• **STATED TASK**
Quote verbatim every line of the rows below, from the line containing "like [69, 302]." through the final line, with both of those lines included.

****************

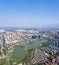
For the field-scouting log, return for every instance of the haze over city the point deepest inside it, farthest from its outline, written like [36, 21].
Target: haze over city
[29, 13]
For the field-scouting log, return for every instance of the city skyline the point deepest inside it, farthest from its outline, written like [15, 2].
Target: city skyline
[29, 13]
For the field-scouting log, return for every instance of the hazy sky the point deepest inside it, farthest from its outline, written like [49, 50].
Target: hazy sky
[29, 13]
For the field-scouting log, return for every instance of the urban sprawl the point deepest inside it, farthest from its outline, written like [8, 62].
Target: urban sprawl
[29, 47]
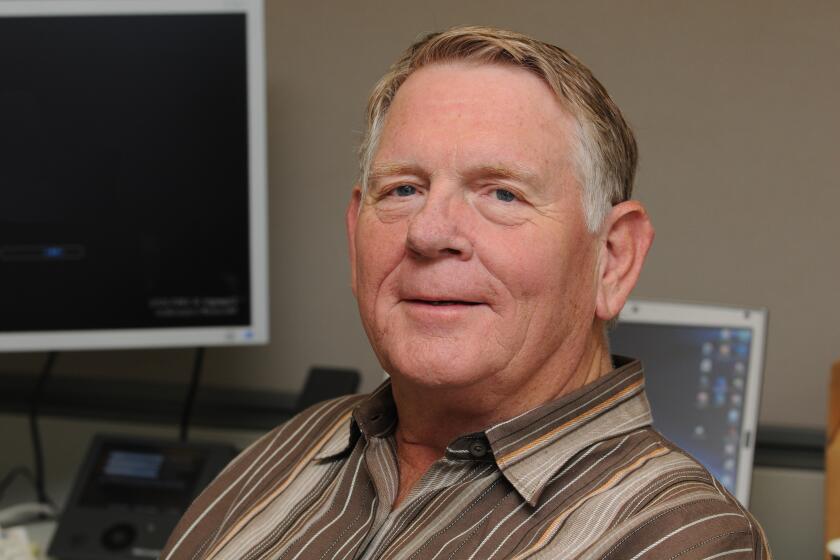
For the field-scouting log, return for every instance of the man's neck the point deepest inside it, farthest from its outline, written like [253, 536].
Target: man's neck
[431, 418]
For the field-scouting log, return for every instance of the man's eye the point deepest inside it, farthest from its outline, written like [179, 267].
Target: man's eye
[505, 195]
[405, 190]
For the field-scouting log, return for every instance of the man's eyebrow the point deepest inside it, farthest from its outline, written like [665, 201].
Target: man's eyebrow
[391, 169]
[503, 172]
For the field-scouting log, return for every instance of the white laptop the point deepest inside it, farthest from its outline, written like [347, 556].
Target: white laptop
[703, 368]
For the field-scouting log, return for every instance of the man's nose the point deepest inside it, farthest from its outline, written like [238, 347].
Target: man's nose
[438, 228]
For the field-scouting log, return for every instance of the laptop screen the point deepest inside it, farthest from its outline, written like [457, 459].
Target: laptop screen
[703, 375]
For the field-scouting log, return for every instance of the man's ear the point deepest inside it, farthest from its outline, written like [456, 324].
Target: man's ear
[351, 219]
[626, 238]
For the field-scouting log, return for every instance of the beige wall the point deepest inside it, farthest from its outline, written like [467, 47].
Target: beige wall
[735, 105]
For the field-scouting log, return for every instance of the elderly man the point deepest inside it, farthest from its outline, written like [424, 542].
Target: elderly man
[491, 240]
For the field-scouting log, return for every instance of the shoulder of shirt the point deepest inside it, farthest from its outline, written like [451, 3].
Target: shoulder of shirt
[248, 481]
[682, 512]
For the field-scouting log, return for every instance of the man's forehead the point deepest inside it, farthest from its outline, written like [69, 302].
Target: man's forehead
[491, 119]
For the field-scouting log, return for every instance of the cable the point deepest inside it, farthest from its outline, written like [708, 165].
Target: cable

****************

• **WRITTEN RESPONSE**
For the field-scouting log, return for every instance of the man's forehead the point deepest inside it, farthest from its outline, written like [69, 302].
Target: man's forehead
[491, 119]
For the field-scouting log, return for every instance of the cable the point deepest inside it, farthest from its outline, written like [708, 165].
Target: cable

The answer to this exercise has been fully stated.